- _Set task_:
Copy the rows from the start up to and including the line with "0;0;300;232", changing "smallest" to "tightest" and leaving everything else the same.

════

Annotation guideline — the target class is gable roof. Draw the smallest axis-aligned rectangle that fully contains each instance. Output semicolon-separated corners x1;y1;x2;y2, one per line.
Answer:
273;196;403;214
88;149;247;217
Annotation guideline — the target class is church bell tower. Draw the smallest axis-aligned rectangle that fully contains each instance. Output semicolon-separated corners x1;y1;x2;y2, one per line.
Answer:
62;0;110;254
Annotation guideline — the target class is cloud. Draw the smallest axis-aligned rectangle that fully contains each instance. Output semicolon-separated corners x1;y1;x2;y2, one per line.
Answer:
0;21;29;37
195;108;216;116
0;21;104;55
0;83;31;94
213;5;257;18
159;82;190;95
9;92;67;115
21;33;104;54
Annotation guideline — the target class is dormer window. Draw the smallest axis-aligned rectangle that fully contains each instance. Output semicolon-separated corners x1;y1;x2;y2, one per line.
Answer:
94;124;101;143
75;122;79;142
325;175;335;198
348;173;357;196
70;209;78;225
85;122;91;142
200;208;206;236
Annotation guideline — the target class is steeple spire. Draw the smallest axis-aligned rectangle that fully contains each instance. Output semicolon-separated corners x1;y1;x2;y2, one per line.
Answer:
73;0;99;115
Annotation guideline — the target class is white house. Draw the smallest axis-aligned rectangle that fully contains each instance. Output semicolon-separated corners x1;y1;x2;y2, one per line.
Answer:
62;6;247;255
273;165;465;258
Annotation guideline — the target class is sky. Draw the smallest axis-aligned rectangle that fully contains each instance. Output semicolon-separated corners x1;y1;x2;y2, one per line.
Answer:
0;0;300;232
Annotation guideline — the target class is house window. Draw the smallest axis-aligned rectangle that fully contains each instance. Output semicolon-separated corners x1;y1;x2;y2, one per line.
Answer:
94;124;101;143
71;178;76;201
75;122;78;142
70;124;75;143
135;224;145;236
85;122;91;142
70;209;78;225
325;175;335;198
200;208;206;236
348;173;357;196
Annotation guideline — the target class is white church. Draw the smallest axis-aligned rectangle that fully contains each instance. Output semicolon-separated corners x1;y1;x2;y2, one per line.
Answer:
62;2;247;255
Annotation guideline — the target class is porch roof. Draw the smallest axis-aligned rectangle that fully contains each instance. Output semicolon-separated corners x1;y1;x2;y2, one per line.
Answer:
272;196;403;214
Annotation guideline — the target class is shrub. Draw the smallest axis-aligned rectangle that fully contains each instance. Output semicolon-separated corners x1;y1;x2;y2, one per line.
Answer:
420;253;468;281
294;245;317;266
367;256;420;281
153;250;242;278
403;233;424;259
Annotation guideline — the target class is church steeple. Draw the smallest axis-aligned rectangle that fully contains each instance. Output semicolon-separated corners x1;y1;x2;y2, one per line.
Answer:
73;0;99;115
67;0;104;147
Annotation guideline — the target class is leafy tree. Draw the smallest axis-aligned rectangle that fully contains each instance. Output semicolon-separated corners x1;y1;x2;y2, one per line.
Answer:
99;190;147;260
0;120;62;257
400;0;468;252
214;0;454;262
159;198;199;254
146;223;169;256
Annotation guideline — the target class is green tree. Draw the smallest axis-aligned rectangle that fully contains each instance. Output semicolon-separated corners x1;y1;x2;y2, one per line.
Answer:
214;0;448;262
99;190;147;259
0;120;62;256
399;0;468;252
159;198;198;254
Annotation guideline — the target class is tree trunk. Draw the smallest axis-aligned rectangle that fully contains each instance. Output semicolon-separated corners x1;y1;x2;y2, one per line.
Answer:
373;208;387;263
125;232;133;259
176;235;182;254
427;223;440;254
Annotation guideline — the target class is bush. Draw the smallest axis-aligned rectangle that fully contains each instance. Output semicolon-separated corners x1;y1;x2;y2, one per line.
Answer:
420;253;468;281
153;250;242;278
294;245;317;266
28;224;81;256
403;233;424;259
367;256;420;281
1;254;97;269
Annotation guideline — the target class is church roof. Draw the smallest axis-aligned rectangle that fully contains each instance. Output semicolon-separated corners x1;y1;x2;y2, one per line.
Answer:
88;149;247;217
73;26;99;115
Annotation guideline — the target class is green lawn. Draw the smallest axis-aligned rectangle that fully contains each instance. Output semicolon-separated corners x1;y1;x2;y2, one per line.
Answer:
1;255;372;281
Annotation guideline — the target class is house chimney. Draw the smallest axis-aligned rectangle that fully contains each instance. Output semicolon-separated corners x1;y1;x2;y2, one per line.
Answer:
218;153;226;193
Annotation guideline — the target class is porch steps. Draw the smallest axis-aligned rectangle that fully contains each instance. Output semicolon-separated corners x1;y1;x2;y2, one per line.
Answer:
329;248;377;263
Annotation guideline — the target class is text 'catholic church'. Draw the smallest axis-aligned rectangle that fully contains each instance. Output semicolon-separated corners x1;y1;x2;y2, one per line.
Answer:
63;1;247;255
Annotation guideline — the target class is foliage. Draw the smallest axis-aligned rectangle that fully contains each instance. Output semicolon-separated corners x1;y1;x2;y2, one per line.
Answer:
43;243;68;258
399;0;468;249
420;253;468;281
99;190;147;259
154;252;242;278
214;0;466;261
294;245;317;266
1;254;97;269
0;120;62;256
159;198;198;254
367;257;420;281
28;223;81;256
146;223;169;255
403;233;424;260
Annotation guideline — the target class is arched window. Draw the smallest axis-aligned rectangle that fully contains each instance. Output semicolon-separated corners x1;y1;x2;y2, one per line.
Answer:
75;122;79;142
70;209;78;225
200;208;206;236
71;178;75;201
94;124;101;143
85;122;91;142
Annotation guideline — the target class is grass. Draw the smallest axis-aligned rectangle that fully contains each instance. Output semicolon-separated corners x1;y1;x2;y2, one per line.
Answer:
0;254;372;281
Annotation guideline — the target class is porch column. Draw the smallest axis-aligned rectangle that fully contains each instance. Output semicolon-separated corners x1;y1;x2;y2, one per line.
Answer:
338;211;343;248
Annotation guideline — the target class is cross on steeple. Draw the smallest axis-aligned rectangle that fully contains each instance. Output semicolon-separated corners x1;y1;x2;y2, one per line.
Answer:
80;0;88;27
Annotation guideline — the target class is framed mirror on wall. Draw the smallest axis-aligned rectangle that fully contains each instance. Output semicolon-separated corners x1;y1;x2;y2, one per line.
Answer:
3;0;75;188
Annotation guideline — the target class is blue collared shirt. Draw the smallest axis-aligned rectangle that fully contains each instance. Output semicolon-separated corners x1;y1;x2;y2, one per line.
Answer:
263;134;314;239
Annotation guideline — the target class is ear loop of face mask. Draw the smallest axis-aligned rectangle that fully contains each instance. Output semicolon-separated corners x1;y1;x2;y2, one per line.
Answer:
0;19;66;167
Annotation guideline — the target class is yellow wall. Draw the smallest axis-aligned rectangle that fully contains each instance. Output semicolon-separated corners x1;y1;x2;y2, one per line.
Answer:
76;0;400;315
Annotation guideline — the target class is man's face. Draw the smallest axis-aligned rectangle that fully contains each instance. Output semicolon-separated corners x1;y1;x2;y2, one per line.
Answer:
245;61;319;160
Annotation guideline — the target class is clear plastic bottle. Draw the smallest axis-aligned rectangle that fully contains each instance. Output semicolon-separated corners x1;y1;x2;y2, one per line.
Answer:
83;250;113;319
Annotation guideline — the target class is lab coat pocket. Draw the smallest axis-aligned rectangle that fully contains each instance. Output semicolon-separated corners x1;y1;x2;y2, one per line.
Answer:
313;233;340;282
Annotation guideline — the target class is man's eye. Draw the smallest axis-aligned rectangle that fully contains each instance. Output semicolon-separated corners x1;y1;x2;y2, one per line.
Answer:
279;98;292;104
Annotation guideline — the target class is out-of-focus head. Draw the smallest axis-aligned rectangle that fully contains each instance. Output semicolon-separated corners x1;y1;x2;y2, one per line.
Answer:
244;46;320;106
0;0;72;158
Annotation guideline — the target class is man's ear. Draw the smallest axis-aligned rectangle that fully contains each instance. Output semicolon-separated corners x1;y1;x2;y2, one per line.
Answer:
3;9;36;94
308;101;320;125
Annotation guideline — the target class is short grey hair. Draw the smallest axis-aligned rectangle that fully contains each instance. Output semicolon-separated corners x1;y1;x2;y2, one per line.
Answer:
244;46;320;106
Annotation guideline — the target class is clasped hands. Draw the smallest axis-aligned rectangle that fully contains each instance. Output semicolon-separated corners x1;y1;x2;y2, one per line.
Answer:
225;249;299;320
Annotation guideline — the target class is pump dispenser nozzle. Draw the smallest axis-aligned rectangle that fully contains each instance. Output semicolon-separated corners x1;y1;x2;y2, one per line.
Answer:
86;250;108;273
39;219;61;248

════

- _Answer to this problem_:
Annotation guideline — the target class is gable roof. Draw the tightest axis-aligned rectangle that fully contains each instance. Output semicolon-separated corners x1;y1;x2;y2, one per line.
Answer:
273;196;403;214
88;149;247;217
Annotation guideline — the target class is church bell tower. Draw the tightest axis-aligned rectangle that fully contains each instance. Output semicolon-separated corners x1;y1;x2;y2, one per line.
Answer:
62;0;110;254
Annotation guideline — the target class is cloud. Draw the tightest axis-aligned rectangle that fully contains each instance. Output semicolon-separated corners x1;y1;x2;y2, one per line.
Answer:
0;21;29;37
195;108;216;116
0;21;104;55
0;83;31;94
213;5;257;18
159;82;190;95
9;92;67;115
21;33;104;54
Annotation guideline — the target class is dormer window. Draw the tightest axis-aligned rectangle that fully contains each instance. Output semicolon-separated corners x1;y1;x2;y2, one per line.
Answer:
94;124;101;143
75;122;79;142
325;175;335;198
348;173;357;196
70;209;78;225
85;122;91;142
200;208;206;236
Annotation guideline — the target class is steeple spire. Draw the tightest axis-aligned rectangle that fully contains each instance. Output semicolon-separated corners x1;y1;x2;y2, one per line.
Answer:
73;0;99;115
Annotation guideline — the target class is white house. Draw the tightest axis-aligned rectangle that fully contains each instance. Output semicolon-separated corners x1;y1;x2;y2, one per line.
Answer:
62;6;247;255
273;165;465;258
Annotation guideline — the target class is sky. Draw the tightest axis-aligned rectangle that fully contains each instance. Output semicolon-separated corners x1;y1;x2;y2, one per line.
Answer:
0;0;300;232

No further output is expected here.